* PASSAGE SHOWN:
Modifications to project structure, bug fixes etc.

[speedfreak] / Client / accelerometer.cpp

/*
 * Accelerometer class to access the device accelerometer
 *
 * @author      Rikhard Kuutti <rikhard.kuutti@fudeco.com>
 * @author      Kai Rasilainen 
 * @copyright   (c) 2010 Speed Freak team
 * @license     http://opensource.org/licenses/gpl-license.php GNU Public License
 */

#include "accelerometer.h"

#include "math.h"

#include <QFile>
#include <QString>
#include <QRegExp>
#include <QTimer>
#include <QDBusConnection>
#include <QDBusInterface>
#include <QDBusPendingReply>

#define kFilteringFactor    0.2

static int sampleIndex = 0;

/**
 * Default constructor for Accelerometer class
 *
 */
Accelerometer::Accelerometer()
{
    calculate = new Calculate();

    timer = new QTimer(this);
    connect(timer, SIGNAL(timeout()), this, SLOT(processData()));
    sampleRate = 40;
    initValues();
}

/**
 * Constructor for Accelerometer class that takes accelerometer sample rate as parameter
 *
 * @param p_SampleRate the desired sample rate of accelerometer in milliseconds
 */
Accelerometer::Accelerometer(int p_SampleRate)
{
    calculate = new Calculate();


    timer = new QTimer(this);
    connect(timer, SIGNAL(timeout()), this, SLOT(processData()));
    sampleRate = p_SampleRate;
    initValues();
}

/**
 * Default destructor for Accelerometer class
 *
 */
Accelerometer::~Accelerometer()

* TASKS TO CARRY OUT:
- 1) In the accelerometer source code, what value does the default constructor assign to sampleRate?
- 2) Resume the accelerometer source code from its final line, carrying on with the destructor's body.

* MATERIAL SHOWN:
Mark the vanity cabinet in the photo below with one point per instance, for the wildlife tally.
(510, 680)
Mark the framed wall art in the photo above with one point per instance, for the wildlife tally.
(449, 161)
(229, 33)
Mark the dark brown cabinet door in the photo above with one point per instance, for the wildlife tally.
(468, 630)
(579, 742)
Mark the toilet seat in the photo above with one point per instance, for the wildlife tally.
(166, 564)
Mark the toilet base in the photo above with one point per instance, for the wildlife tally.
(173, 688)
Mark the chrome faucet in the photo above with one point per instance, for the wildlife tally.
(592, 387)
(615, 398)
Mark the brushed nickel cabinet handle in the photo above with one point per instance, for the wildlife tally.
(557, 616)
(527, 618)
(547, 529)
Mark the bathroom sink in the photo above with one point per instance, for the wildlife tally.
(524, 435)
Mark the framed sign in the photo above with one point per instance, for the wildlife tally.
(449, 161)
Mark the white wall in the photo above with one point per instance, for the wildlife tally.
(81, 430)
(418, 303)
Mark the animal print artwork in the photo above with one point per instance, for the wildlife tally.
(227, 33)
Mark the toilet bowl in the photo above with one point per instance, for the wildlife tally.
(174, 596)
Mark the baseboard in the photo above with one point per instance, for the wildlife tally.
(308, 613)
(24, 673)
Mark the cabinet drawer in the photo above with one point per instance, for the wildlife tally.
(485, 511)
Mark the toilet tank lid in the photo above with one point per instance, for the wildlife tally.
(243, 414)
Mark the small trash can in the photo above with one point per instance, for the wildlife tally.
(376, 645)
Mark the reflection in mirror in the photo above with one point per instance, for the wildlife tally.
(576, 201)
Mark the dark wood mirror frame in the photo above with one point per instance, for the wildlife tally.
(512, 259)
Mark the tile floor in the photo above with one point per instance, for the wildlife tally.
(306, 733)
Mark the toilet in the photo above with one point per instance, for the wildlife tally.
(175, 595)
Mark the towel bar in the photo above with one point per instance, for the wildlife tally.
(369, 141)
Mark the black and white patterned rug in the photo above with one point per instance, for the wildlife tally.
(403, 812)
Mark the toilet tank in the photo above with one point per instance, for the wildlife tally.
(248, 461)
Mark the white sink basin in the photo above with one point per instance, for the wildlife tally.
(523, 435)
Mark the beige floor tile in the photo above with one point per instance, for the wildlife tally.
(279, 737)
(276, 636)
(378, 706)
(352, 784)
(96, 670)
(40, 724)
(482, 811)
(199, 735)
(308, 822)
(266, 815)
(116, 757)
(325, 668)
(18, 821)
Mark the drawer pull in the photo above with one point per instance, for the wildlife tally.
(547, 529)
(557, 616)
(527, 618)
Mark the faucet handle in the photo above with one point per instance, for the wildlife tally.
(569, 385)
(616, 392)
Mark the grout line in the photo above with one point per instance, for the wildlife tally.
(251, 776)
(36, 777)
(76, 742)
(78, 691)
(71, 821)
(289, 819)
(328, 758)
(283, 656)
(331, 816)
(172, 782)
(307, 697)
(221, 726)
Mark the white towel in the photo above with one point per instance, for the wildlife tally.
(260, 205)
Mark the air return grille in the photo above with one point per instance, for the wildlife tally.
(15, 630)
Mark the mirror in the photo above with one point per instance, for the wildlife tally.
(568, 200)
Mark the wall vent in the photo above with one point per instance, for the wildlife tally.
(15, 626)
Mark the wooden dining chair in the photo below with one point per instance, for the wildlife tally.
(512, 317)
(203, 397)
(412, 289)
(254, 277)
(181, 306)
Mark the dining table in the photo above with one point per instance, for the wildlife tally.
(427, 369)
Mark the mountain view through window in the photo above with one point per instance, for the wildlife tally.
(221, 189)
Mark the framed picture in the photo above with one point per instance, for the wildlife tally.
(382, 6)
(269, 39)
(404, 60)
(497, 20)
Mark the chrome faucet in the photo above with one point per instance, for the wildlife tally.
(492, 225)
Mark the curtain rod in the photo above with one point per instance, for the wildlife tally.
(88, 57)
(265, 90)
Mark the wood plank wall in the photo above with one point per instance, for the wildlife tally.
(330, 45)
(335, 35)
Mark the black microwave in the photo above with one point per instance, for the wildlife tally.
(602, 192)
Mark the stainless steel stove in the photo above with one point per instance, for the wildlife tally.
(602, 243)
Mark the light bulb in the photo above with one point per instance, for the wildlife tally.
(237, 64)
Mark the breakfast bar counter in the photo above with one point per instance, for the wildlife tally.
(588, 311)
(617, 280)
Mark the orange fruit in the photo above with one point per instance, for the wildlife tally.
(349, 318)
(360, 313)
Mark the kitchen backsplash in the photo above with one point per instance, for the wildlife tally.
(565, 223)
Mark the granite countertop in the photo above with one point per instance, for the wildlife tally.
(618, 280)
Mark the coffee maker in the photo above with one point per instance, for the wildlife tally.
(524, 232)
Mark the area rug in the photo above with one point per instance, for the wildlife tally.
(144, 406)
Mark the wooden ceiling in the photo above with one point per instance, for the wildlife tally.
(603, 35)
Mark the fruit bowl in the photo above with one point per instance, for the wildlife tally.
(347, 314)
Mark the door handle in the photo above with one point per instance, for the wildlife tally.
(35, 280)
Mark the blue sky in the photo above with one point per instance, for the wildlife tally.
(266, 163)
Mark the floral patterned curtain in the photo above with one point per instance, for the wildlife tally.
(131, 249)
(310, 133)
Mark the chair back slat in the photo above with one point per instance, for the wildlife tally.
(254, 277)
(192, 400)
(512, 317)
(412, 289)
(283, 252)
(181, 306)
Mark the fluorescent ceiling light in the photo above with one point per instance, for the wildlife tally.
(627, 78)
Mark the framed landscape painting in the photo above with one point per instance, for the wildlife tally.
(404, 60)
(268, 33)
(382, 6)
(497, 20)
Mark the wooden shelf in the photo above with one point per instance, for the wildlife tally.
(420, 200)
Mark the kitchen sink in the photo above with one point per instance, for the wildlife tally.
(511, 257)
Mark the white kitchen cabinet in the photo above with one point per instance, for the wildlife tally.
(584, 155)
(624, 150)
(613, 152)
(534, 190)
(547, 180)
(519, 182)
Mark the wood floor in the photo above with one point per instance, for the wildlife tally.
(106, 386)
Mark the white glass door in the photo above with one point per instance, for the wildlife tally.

* FINAL ANSWERS:
- 1) 40

- 2)
{
}

/**
 * Start measuring
 *
 */
void Accelerometer::start()
{
    initValues();
    //calibrate();
    timer->start(sampleRate);
    now.restart();
}

/**
 * Init class members
 *
 */
void Accelerometer::initValues()
{
    calculate->reset();
    accelerationX = 0;
    accelerationY = 0;
    accelerationZ = 0;
    trueAccelerationX = 0;
    trueAccelerationY = 0;
    trueAccelerationZ = 0;
    previousAccelerationX = 0;
    previousAccelerationY = 0;
    previousAccelerationZ = 0;
    previousSpeed = 0;
    currentSpeed = 0;
    currentAcceleration = 0;
    previousAcceleration = 0;
    totalAcceleration = 0;
    intervalTime = 0;
    totalTime = 0;
    distanceTraveled = 0;
    lastDistanceTraveled = 0;
    averageSpeed = 0;
    sampleRate = 0;
    firstRun = true;
    calibrationX = 0;
    calibrationY = 0;
    calibrationZ = 0;
}

/**
  * Calibrate. Purpose of this function is to calibrate
  * accelerometer when stationary.
  *
  */
void Accelerometer::calibrate(void)
{
    unsigned int iteration = 0;
    qreal sampleX, sampleY, sampleZ;

    do {

        getAcceleration(sampleX, sampleY, sampleZ);

        calibrationX += sampleX; // Accumulate Samples
        calibrationY += sampleY; // for all axes.
        calibrationZ += sampleZ;

        iteration++;

    } while(iteration != 1024);        // 1024 times

    calibrationX = calibrationX/1024;  // division by 1024
    calibrationY = calibrationY/1024;
    calibrationZ = calibrationZ/1024;

}

/**
 * Stop measuring
 *
 */
void Accelerometer::stop()
{
    timer->stop();
}

/**
 * Processes Accelerometer data
 *
 * Opens the accelerometer value file for reading and reads and parses accelerometer values.
 * Forwards data to Calculate class for processing
 *
 */
/*
void Accelerometer::processData()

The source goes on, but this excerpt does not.